━━ DATA LINES ━━
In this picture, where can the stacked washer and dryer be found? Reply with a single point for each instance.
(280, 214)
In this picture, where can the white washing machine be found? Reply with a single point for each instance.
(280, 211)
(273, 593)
━━━
Please copy the whole listing above word for word, keeping every line in its original order.

RESULT BELOW>
In this picture, where can the stacked washer and dryer be found? Reply with a single point for each instance.
(280, 214)
In this picture, where can the white washing machine be found? Reply with a single point for each instance.
(280, 211)
(273, 593)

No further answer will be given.